:: EXTRACTED TEXT ::
As has been pointed out, pensioners are fair game for anything because they constitute a population with an above-average IQ. At the start of their lives, they are exposed to compulsory education, but at the end of it they are free, with whatever assets they have managed to retain after living for so many decades in the oppressive society. This cannot be allowed.
Britain’s army of unpaid carers are to get new rights to protect their health and wellbeing under plans being considered by the Government.
More than six million people care for loved ones, friends and neighbours but many fail to get the recognition and support they need, say campaigners.
For the first time, plans to reform the social care system, due to be published next spring, will make carers’ needs a priority (Daily Mail, 28 December 2011)
But we know what ‘rights’ and ‘needs’ mean. If you are given a ‘right’, society is given the ‘right’ to force you to have what you have a ‘right’ to.
In the spring, Sainsbury’s will pilot a scheme in 14 of its London stores to identify hidden carers who may need support.
I have already commented on the disgusting idea of having supermarket staff trained to ask ‘unobtrusive’ questions without revealing their motive for doing so. Any supermarket that involves itself in persecution of this kind should be boycotted. I hope Sainsbury’s sales will drop significantly on this piece of news.
The Care Services Minister, Paul Burstow, says disarmingly:
Without the support of relatives and friends, many people who aren’t able to look after themselves would not be able to stay at home.
(Unspoken implication: we will be able to close in on them so much better if it is made illegal for them to get unpaid ‘help’.)
The Care Services Minister continued:
Carers should have their needs looked after as much as the person they are caring for. A carer’s health often suffers because they don’t have time to look after themselves. Some often don’t have time to eat properly. So it’s vital we support them to look after their health and wellbeing.
As ever, any amount of coercion and interference is justifiable because it is assumed that the motives of all agents of the collective are benevolent.
The NHS will have to cooperate with carers, and those being cared for, to ensure their needs are assessed in a bid to make their lives easier.

:: DATA RECORDS ::
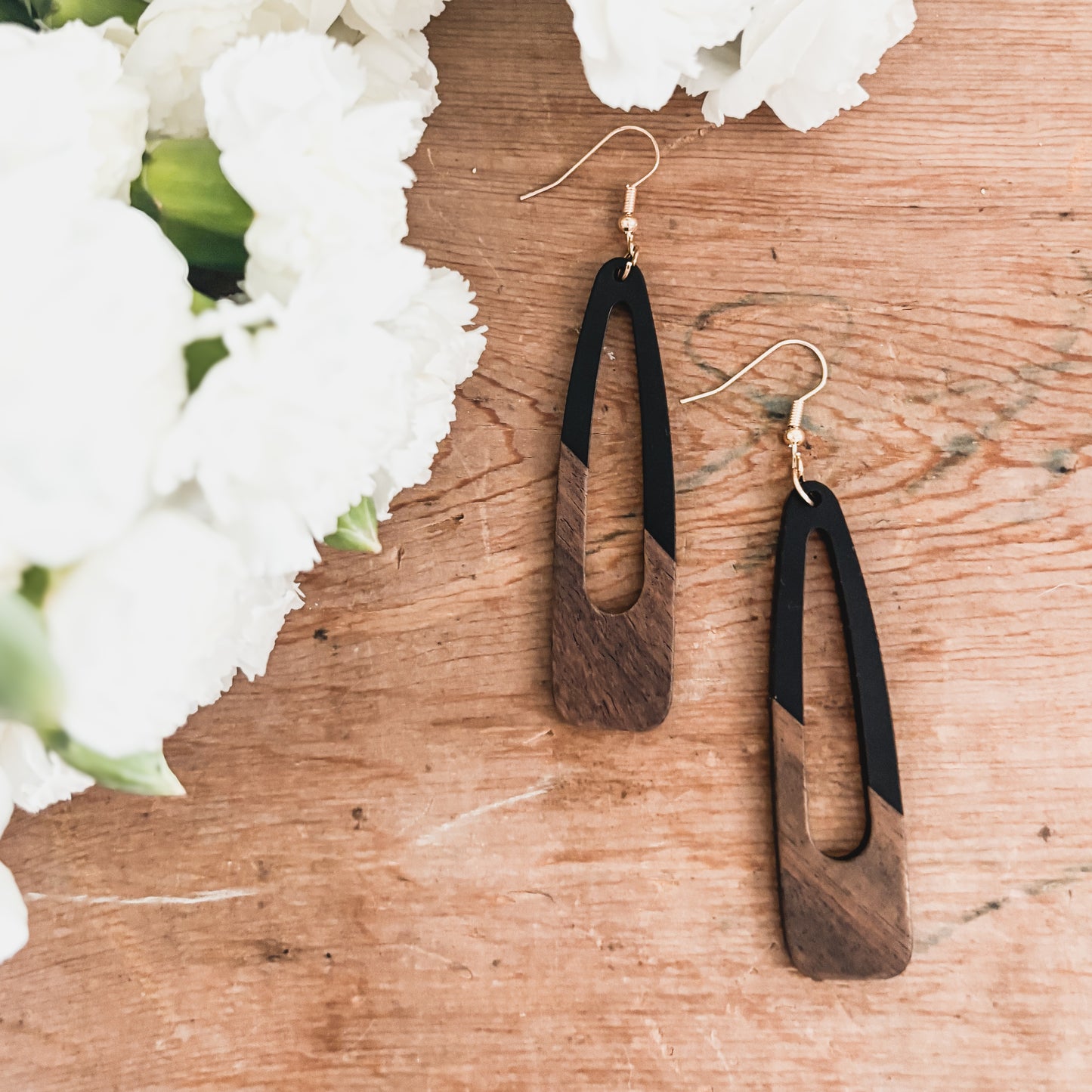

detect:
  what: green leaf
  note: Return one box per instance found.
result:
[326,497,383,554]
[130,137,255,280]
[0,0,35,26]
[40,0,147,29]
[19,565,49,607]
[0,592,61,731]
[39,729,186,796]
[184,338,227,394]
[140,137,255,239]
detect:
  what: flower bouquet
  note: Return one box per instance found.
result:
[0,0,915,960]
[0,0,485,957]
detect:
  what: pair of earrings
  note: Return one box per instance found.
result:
==
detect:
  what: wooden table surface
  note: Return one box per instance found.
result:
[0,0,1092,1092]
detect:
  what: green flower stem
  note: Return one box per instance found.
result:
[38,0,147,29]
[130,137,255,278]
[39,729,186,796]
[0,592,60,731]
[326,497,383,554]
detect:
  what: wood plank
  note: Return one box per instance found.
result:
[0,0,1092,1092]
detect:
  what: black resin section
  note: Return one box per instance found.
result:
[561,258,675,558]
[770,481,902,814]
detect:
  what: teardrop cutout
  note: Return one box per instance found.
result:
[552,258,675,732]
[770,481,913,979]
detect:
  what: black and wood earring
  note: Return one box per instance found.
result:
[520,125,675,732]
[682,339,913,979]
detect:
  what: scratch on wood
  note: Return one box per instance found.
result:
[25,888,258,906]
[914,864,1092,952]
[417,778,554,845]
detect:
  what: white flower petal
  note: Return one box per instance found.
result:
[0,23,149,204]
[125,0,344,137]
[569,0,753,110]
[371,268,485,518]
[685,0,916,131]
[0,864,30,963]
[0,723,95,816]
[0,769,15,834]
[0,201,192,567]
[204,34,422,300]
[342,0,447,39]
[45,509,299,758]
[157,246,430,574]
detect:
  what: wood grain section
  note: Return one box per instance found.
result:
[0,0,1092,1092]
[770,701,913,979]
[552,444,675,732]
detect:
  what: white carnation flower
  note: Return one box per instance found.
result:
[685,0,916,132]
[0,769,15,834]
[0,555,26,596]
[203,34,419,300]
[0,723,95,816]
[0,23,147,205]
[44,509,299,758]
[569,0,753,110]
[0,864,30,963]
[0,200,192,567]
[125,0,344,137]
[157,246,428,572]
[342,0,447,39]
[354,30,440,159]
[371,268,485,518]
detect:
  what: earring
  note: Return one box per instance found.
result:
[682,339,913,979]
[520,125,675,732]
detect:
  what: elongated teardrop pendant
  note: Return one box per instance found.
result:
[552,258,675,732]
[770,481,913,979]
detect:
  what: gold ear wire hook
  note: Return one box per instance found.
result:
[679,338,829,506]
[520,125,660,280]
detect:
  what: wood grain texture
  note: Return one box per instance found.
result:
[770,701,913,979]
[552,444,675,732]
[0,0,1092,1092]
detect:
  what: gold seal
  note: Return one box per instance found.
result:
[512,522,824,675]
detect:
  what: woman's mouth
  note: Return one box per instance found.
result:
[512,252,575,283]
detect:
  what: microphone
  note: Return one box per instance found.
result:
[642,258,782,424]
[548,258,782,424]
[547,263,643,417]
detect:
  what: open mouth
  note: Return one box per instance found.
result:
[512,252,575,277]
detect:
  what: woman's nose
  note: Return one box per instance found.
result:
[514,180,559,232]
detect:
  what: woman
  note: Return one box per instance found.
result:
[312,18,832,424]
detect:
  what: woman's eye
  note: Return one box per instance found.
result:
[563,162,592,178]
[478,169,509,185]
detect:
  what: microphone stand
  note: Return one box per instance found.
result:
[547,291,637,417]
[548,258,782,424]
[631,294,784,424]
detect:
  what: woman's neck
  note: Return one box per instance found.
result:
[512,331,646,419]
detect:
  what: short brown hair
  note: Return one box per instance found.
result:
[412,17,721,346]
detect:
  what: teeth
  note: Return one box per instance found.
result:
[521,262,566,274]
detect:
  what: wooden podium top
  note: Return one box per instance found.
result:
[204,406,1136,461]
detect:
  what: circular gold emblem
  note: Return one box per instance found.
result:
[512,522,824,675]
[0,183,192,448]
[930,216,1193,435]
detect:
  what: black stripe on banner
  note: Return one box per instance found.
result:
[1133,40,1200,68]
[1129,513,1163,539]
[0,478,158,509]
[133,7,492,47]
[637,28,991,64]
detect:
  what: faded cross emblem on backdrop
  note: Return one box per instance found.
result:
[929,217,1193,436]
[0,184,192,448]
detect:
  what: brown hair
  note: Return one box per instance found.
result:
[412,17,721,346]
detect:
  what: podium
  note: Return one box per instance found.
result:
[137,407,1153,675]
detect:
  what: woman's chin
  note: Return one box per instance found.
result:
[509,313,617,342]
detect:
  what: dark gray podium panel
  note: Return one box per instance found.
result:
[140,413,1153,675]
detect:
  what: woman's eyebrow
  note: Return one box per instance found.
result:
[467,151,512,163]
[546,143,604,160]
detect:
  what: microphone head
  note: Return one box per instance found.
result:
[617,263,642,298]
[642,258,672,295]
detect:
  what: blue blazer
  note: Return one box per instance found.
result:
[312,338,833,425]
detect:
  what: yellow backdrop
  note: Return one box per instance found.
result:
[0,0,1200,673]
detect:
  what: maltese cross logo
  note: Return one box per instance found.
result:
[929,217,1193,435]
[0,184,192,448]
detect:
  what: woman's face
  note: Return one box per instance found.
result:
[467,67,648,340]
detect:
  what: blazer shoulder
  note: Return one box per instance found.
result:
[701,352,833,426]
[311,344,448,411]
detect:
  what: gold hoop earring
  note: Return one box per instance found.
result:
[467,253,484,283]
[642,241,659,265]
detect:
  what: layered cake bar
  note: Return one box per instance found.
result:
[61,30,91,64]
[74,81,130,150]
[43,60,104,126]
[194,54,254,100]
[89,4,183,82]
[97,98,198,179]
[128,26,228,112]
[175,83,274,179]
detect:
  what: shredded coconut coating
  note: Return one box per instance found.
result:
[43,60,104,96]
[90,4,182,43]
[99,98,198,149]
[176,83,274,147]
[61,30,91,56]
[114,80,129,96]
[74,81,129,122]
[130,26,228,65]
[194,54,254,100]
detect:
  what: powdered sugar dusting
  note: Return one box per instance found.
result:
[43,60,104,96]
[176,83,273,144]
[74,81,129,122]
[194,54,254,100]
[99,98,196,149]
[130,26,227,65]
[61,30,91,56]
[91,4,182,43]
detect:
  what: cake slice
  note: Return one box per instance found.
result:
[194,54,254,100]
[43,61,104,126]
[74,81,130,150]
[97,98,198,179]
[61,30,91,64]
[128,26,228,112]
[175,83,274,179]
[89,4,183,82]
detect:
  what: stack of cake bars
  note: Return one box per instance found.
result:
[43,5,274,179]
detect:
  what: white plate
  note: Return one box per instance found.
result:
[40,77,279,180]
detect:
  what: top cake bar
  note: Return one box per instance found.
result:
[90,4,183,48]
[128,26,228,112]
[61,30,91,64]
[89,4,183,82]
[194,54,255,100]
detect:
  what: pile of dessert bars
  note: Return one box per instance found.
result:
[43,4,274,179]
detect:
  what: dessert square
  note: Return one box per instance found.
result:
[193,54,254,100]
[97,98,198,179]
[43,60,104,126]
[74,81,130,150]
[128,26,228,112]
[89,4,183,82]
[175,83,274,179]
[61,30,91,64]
--
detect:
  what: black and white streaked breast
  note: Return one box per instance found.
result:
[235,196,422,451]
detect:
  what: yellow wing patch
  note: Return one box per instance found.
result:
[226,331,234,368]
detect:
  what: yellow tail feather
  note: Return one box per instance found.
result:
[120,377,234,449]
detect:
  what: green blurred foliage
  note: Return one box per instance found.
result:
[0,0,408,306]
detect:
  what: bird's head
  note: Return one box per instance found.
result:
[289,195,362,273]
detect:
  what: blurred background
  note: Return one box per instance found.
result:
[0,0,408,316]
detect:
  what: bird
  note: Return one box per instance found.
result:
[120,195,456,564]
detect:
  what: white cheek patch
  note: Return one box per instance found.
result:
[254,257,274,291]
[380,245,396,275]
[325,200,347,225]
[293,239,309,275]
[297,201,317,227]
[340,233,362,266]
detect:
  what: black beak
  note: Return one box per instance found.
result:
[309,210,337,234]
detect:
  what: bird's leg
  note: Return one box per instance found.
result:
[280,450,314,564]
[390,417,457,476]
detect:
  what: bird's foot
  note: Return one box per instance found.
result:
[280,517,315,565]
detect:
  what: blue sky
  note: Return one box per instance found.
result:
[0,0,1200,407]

:: WORK INSTRUCTION A ::
In the commentary on unpaid carers, in how many of its London stores will Sainsbury's pilot its scheme?
:: WORK INSTRUCTION B ::
Please copy the passage of the commentary on unpaid carers starting at "(Unspoken implication: we" and ending at "collective are benevolent.".
:: WORK INSTRUCTION C ::
Write what comes next in the commentary on unpaid carers, picking up after its final sentence.
You can set the records aside; they aren't needed here.

:: RESPONSE A ::
In 14 of its London stores.

:: RESPONSE B ::
(Unspoken implication: we will be able to close in on them so much better if it is made illegal for them to get unpaid ‘help’.)
The Care Services Minister continued:
Carers should have their needs looked after as much as the person they are caring for. A carer’s health often suffers because they don’t have time to look after themselves. Some often don’t have time to eat properly. So it’s vital we support them to look after their health and wellbeing.
As ever, any amount of coercion and interference is justifiable because it is assumed that the motives of all agents of the collective are benevolent.

:: RESPONSE C ::
One proposal is for the rights of carers to be put on a firmer footing so that in social care law they have similar rights to the people they care for.
This could entail pledges to facilitate the wishes of carers who want to stay in employment, while young carers could be given help to stay in education.
Carers must, of course, be given help to enable them to stop caring at all, and to subject themselves to socially approved ways of spending their time, especially of course educational incarceration.
Who wants the NHS taking an interest in their health and well-being? I certainly do not. Why should the NHS be regarded as benevolent? Its motivation is a composite of those who run and work in it. I certainly do not regard the motivation towards me of the man in the street or of the average politician as benevolent; and that of qualified medical sadists is even more likely to be malevolent, since they are willing to work for financial reward in an oppressive and immoral capacity.
What would relieve the stress on carers much more effectively than interference, medical or otherwise, would be to restore pensions to something more like what the pensioners who paid into them for forty years or more might have expected.
Suppose the basic (non-means-tested) state pension were raised from about £5K per annum to about £15K per annum – then every pensioner would have an extra £10K per annum to spend on paid help, delivered meals, etc, which would certainly relieve the burden on many carers, at present unpaid.
If carers are given a right to have their needs assessed, will they also have a right to refuse assessment of their needs?